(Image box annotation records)
[start]

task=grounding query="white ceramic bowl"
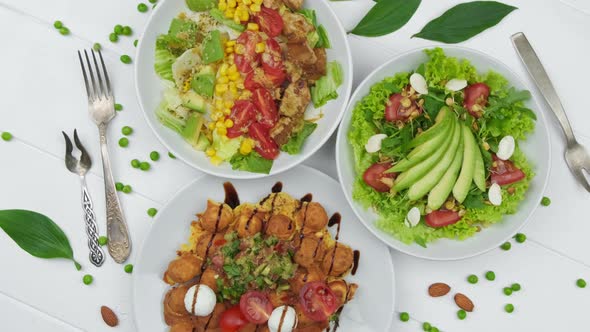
[135,0,353,179]
[336,46,551,260]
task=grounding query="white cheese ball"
[184,284,217,316]
[268,305,297,332]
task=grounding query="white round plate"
[336,46,551,260]
[133,166,395,332]
[135,0,353,179]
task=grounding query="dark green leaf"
[351,0,421,37]
[413,1,517,44]
[0,210,75,262]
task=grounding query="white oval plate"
[336,46,551,260]
[135,0,353,179]
[133,166,395,332]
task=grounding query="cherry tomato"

[end]

▶ WRITTEN EXERCISE
Count the lines in the entries that contain the string "query", with case taken into account, and give only the number.

▶ TASK SOLUTION
6